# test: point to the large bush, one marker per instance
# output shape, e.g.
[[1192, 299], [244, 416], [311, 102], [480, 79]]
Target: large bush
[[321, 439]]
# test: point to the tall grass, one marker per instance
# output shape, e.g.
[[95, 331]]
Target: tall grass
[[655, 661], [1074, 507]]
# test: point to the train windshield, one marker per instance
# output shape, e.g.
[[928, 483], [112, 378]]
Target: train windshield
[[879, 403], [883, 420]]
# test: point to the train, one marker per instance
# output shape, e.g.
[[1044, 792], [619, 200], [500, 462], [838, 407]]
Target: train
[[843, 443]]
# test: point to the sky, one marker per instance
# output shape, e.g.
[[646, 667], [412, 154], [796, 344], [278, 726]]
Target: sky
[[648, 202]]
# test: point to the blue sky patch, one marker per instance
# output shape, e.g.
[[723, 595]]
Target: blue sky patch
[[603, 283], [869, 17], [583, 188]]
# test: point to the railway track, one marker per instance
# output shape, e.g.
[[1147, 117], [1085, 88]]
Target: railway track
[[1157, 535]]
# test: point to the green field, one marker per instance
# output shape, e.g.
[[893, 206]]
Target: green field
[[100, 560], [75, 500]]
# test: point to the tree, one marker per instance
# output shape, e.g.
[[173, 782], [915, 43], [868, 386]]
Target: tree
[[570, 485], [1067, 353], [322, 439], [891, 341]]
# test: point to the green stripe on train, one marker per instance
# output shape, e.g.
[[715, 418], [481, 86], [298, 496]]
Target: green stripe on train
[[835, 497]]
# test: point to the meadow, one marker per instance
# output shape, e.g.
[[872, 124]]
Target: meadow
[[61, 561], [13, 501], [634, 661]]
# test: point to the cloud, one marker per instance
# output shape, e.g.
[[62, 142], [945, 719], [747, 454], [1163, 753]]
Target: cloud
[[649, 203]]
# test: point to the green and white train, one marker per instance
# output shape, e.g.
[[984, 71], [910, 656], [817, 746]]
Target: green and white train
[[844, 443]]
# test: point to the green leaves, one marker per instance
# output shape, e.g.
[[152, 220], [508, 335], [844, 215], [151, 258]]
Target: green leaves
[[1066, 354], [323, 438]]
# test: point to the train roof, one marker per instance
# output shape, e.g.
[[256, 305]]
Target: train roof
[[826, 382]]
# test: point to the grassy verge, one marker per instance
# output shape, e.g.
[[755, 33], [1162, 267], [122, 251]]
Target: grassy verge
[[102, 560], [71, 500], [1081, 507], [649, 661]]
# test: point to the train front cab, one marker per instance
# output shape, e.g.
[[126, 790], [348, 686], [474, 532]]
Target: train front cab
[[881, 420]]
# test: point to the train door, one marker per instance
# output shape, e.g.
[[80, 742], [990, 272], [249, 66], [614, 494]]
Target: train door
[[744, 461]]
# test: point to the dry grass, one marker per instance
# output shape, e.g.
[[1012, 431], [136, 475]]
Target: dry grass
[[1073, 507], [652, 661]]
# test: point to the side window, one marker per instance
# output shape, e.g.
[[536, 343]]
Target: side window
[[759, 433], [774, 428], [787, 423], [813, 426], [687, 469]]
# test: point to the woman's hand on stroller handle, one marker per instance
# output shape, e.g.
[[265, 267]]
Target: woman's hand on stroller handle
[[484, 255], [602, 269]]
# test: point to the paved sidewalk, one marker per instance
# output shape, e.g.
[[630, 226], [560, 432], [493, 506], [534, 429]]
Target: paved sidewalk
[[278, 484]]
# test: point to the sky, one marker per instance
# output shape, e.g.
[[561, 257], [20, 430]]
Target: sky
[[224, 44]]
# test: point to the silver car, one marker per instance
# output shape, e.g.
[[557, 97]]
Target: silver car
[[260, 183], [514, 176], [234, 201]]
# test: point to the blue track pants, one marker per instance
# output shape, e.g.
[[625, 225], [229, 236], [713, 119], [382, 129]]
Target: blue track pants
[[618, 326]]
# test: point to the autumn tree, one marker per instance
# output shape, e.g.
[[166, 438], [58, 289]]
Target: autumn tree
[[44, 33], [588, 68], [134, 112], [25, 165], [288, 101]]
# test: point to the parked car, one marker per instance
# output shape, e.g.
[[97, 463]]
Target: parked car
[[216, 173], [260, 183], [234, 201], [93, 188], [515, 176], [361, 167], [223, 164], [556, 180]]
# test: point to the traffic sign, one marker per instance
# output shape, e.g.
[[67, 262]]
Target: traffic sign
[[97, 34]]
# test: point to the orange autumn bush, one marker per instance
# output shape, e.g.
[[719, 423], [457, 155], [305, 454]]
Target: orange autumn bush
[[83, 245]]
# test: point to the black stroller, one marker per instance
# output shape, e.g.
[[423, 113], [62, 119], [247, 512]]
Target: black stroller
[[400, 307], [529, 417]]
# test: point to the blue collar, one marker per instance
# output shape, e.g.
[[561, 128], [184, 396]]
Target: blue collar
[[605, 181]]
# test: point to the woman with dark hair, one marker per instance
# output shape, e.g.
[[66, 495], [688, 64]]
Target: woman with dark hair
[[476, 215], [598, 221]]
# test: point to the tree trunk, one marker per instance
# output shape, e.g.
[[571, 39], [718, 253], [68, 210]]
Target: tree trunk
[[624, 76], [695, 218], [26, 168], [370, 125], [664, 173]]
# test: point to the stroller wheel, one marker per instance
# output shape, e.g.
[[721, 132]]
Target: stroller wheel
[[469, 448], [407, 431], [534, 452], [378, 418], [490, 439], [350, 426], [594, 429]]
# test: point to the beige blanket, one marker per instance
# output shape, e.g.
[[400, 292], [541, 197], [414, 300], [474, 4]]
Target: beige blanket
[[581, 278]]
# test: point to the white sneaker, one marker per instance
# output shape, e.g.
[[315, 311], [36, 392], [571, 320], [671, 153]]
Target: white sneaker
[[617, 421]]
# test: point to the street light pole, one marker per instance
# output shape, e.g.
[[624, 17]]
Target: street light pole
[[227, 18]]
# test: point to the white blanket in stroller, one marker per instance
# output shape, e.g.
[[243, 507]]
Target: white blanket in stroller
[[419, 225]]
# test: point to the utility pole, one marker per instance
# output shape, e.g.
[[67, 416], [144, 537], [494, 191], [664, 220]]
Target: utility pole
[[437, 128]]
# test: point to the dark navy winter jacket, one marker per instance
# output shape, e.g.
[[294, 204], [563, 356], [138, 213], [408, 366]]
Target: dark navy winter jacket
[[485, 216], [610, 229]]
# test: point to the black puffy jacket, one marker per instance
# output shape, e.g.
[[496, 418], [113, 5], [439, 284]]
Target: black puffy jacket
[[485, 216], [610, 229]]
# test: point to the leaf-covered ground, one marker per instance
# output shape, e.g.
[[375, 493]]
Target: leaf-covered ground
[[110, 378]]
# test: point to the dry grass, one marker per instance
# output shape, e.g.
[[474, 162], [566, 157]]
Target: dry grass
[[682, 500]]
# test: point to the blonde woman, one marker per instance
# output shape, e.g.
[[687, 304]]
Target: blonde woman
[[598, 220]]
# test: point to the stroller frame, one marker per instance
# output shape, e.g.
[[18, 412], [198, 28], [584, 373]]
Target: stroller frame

▶ _Work required_
Could you retype the entire listing exactly?

▶ _Result of this exercise_
# test: point to the large bush, one marker per instance
# output shape, e.g.
[[1192, 299], [244, 416], [311, 102], [480, 79]]
Target: large bush
[[321, 439]]
# test: point to the tall grass, one marker per instance
# output shape, e.g.
[[95, 331]]
Target: tall grass
[[655, 661], [1074, 507]]
# test: point to the train windshield, one marker per instance
# output shape, e.g.
[[928, 483], [112, 378]]
Target: train windshield
[[879, 403], [883, 420]]
# test: point to the train, one marker per instance
# output shape, e.g.
[[1044, 792], [619, 200], [500, 462], [838, 407]]
Target: train
[[843, 443]]
# test: point to the sky, one marker per instance
# output shape, e.g.
[[646, 667], [412, 154], [796, 344], [278, 726]]
Target: sky
[[648, 202]]
# test: point to the blue sky patch, one marker per instance
# output shape, e.g.
[[723, 595]]
Target: blue sky patch
[[603, 283], [869, 17], [583, 188]]
# test: point to the railway track, one marker per instance
# output shape, e.g.
[[1147, 117], [1085, 88]]
Target: railway track
[[1157, 535]]
# test: point to the green field, one marker per instance
# output shape, e.g.
[[893, 206]]
Target: green field
[[100, 560], [75, 500]]
# test: point to the tree, one marker per instance
# output shape, e.g.
[[173, 782], [915, 43], [868, 386]]
Target: tree
[[570, 485], [1067, 353], [322, 439], [891, 341]]
# test: point to the green stripe on train, one marker per instance
# output shape, e.g.
[[715, 418], [481, 86], [298, 496]]
Target: green stripe on train
[[835, 497]]
# test: point to the meadow, one marker per instance
# output shape, e.g.
[[872, 124]]
Target: meadow
[[61, 561], [13, 501], [634, 661]]
# test: point to the cloud, one marker per instance
# output shape, e.g.
[[62, 142], [945, 719], [747, 454], [1163, 753]]
Target: cloud
[[649, 203]]
# test: point to the green and white train, one marker per instance
# output shape, e.g.
[[984, 71], [910, 656], [817, 746]]
Target: green and white train
[[844, 443]]
# test: point to the green leaves, one marker per instance
# output shape, e.g.
[[152, 220], [508, 335], [844, 215], [151, 258]]
Target: green leaves
[[1066, 354], [323, 438]]
# test: point to the train roof, one marker per instance
# output shape, e.g.
[[256, 305]]
Target: train roof
[[826, 382]]
# test: point to the grassy verge, one marker per instance
# output shape, e.g.
[[755, 33], [1162, 267], [122, 251]]
Target: grassy verge
[[102, 560], [71, 500], [1081, 507], [649, 661]]
# test: point to the train front cab, one marker per instance
# output shape, e.g.
[[126, 790], [348, 686], [474, 532]]
Target: train front cab
[[881, 420]]
# test: point to the train door, one marker per instance
# output shape, e.g.
[[80, 742], [990, 272], [249, 66], [614, 494]]
Target: train door
[[744, 461]]
# test: point to the dry grass, one marker per instance
# output shape, e.g.
[[1012, 431], [136, 475]]
Target: dry grass
[[1073, 507], [652, 661]]
# test: point to the side window, one marker per instance
# output shape, e.g.
[[536, 343]]
Target: side window
[[759, 433], [774, 428], [787, 423], [813, 426], [687, 469]]
# test: point to the woman's hand on stroller handle, one marker per instance
# output shape, e.g.
[[265, 267]]
Target: woman's hand on stroller handle
[[484, 255], [602, 269]]
# test: point to the paved sidewalk, one marker per instance
# output shape, e.g.
[[630, 226], [560, 432], [493, 506], [534, 429]]
Target: paved sidewalk
[[278, 484]]
# test: point to the sky, one marker per instance
# output shape, e.g.
[[561, 257], [20, 430]]
Target: sky
[[224, 44]]
# test: point to the silver car, one marker per instance
# output shape, e.g.
[[557, 97]]
Target: silver car
[[260, 183], [514, 176], [234, 201]]
# test: point to the blue track pants, one marker per instance
# output shape, e.g.
[[625, 225], [229, 236], [713, 119], [382, 129]]
Target: blue track pants
[[618, 326]]
# test: point to the autumn tree, one marker per instance
# output shape, e.g.
[[166, 438], [58, 289]]
Target: autumn tree
[[44, 33], [588, 68], [134, 112], [25, 165], [288, 101]]
# test: point to the parked car, one marker per instance
# output shape, e.g.
[[97, 463]]
Target: parked car
[[216, 173], [260, 183], [234, 201], [93, 188], [515, 176], [361, 167], [223, 164], [556, 180]]
# test: point to the traffic sign, one marker per instance
# output shape, e.g.
[[67, 262]]
Target: traffic sign
[[97, 34]]
# test: point to the orange autumn bush, one marker per instance
# output shape, e.g.
[[719, 423], [457, 155], [305, 454]]
Target: orange autumn bush
[[83, 245]]
# test: point to the black stroller, one marker per instance
# output shape, e.g.
[[423, 113], [62, 119], [247, 512]]
Target: black stroller
[[400, 307], [529, 417]]
# test: point to the blue collar, one marker per instance
# output shape, e.g.
[[561, 128], [184, 396]]
Target: blue collar
[[605, 181]]
# test: point to the woman with dark hair, one marker per instance
# output shape, e.g.
[[66, 495], [688, 64]]
Target: woman with dark hair
[[476, 215], [598, 221]]
# test: point to the tree trunk, one marker per instance
# output shape, e.g.
[[571, 39], [718, 253], [68, 210]]
Target: tree trunk
[[624, 76], [695, 218], [26, 168], [370, 125], [664, 173]]
# test: point to the stroller wheel, one marker per instance
# output shape, e.g.
[[721, 132]]
Target: stroller wheel
[[469, 448], [407, 431], [534, 452], [378, 418], [490, 439], [350, 426], [594, 429]]
# test: point to the beige blanket, one marker per instance
# output shape, e.g.
[[400, 292], [541, 197], [414, 300], [474, 4]]
Target: beige blanket
[[581, 278]]
# test: point to the white sneaker, one marker per instance
# output shape, e.g.
[[315, 311], [36, 392], [571, 320], [671, 153]]
Target: white sneaker
[[617, 421]]
# test: point to the street light pole, one marker per instance
# output shape, e.g.
[[624, 17]]
Target: street light pole
[[227, 18]]
# test: point to the white blanket in stroller, one marker per instance
# output shape, e.g.
[[243, 507]]
Target: white blanket in stroller
[[419, 225]]
# test: point to the utility pole, one marker per instance
# output shape, e.g.
[[67, 416], [144, 537], [494, 191], [664, 220]]
Target: utility pole
[[437, 128]]
# test: point to the dark navy winter jacket, one marker per instance
# output shape, e.g.
[[294, 204], [563, 356], [138, 213], [408, 366]]
Target: dark navy winter jacket
[[485, 216], [610, 229]]
# test: point to the black puffy jacket, one marker per instance
# output shape, e.g.
[[496, 418], [113, 5], [439, 284]]
Target: black puffy jacket
[[485, 216], [610, 229]]
# test: point to the leaf-covered ground, one marker per instance
# output shape, e.g.
[[375, 493]]
Target: leaf-covered ground
[[110, 378]]
# test: point to the dry grass, one marker per instance
# output shape, e.g.
[[474, 162], [566, 157]]
Target: dry grass
[[682, 500]]
# test: point to the blonde woman, one marker per instance
# output shape, e.g.
[[687, 304]]
Target: blonde woman
[[598, 220]]
# test: point to the stroller frame, one marker per instance
# output shape, e.g.
[[18, 412], [198, 28], [584, 373]]
Target: stroller frame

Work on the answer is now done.